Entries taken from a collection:
++++

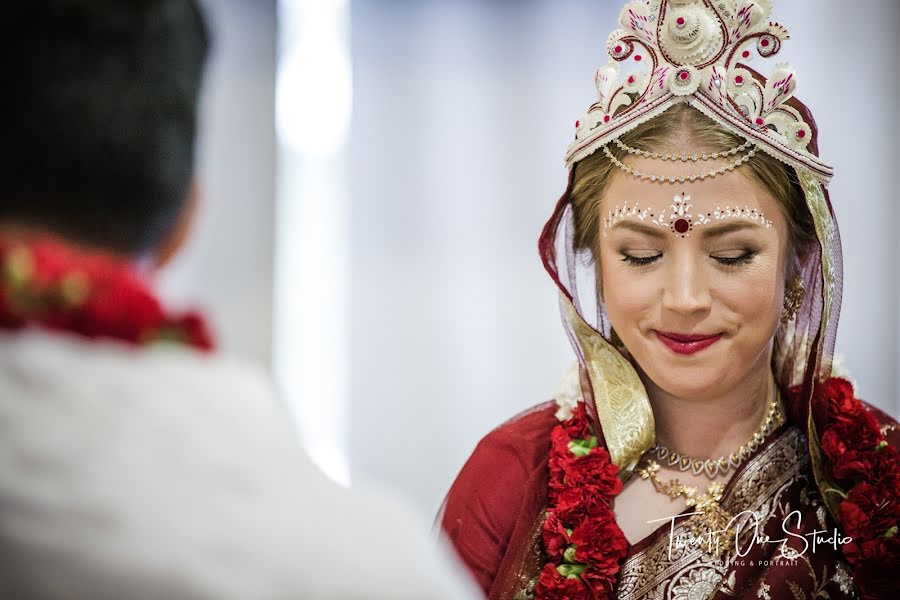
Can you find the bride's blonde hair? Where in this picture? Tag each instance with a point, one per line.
(683, 129)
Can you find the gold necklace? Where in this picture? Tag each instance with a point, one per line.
(712, 520)
(713, 467)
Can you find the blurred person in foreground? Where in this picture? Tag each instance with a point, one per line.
(135, 462)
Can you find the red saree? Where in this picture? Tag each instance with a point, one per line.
(496, 528)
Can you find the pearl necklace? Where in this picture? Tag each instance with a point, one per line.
(713, 467)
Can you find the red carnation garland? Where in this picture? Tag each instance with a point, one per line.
(46, 282)
(580, 534)
(860, 459)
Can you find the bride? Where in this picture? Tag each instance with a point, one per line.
(703, 447)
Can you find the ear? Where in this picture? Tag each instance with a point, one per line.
(181, 229)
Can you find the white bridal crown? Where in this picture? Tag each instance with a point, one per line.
(692, 51)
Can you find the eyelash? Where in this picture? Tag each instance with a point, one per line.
(643, 261)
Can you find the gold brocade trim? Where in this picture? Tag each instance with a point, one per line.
(825, 231)
(623, 406)
(692, 572)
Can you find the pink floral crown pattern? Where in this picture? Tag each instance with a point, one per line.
(691, 50)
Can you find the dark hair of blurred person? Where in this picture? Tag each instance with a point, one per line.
(97, 141)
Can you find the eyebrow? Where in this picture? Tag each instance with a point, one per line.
(718, 230)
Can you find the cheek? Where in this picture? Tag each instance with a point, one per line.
(626, 292)
(754, 296)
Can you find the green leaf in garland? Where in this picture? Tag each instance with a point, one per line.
(571, 571)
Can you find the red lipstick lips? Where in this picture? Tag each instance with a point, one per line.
(686, 343)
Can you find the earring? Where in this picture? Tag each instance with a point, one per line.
(793, 298)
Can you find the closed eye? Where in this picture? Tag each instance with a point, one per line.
(640, 261)
(736, 261)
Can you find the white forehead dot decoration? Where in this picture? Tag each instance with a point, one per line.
(679, 219)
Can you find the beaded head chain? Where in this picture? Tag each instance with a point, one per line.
(692, 51)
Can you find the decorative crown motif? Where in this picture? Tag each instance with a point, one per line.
(691, 50)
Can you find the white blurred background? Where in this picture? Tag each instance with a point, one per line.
(370, 224)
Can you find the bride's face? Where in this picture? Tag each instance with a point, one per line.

++++

• **What the task requires**:
Excluding the pictures, output every entry above without alteration.

• **Exercise response**:
Can you find the bride's blonde hair? Where in this picture? Tag each instance with a point, one per line.
(683, 129)
Can you find the gold necklace? Where in this picture? Tag each instance with a point, one per line.
(712, 520)
(713, 467)
Can you find the blurred person in foreground? Where in this picture? Tag each instance with a point, one per line.
(135, 462)
Can you find the red saree? Where in this picture? Tag each instance with a point, one per line.
(496, 528)
Can you find the pearl necklace? Where in this picture? Tag each instance with a point, one per line.
(713, 467)
Can you find the red carnation garland? Where in this picture? Tag each instance with a point, one per line.
(46, 282)
(580, 534)
(860, 459)
Can you find the bride? Where in this picture? Tag each instance with a point, one per line.
(703, 447)
Can you find the ear? Where in this picture? Tag each instance with a point, one per line.
(181, 229)
Can you find the white bridal crown? Where in this picture? Tag each instance with a point, one per line.
(692, 51)
Can you find the eyelash? Where in this picture? Tag each instance with a point, one per line.
(643, 261)
Can you find the gold brocade trim? Where in this picture? Tag each instance with a point, one per line.
(825, 231)
(623, 406)
(692, 572)
Can you find the pink floral crown pattern? Where in this picture? Tag each instance with a point, one per line.
(691, 50)
Can you find the dark hair of blurred person? Where in this picture? Tag each instance with a point, one per line.
(97, 141)
Can you find the eyebrow? Where in this picture? Tag each instance with a point, one per line.
(718, 230)
Can you find the cheek? Where in this picture? Tag each instance with a point, one per line.
(626, 292)
(754, 296)
Can you find the green leaf in garland? Where in this picture? Tag each instance with a point, one per line.
(571, 571)
Can you find the red lipstick lips? Where in this picture? Tag each instance with a point, one per line.
(686, 343)
Can you find the earring? Where in this picture? Tag each instance with a point, one per line.
(793, 298)
Can you find the closed eye? Where in this picture? Tag each instance with a point, one per line.
(640, 261)
(736, 261)
Can you find the white forehead dot decoration? Where in this picture? Tag each instance with a point, one per line.
(679, 219)
Can you find the beaded head chain? Where in this picture? Tag each instance with a point, one per line.
(692, 51)
Can you find the decorative crown motif? Where in this picture? Tag each instance with a point, one per line.
(691, 50)
Can you find the white blurred background? Where in this picture? Tag each instance with a point, one per line.
(370, 224)
Can you find the bride's face? Where in this picture? Tag each instance with a point, one per line.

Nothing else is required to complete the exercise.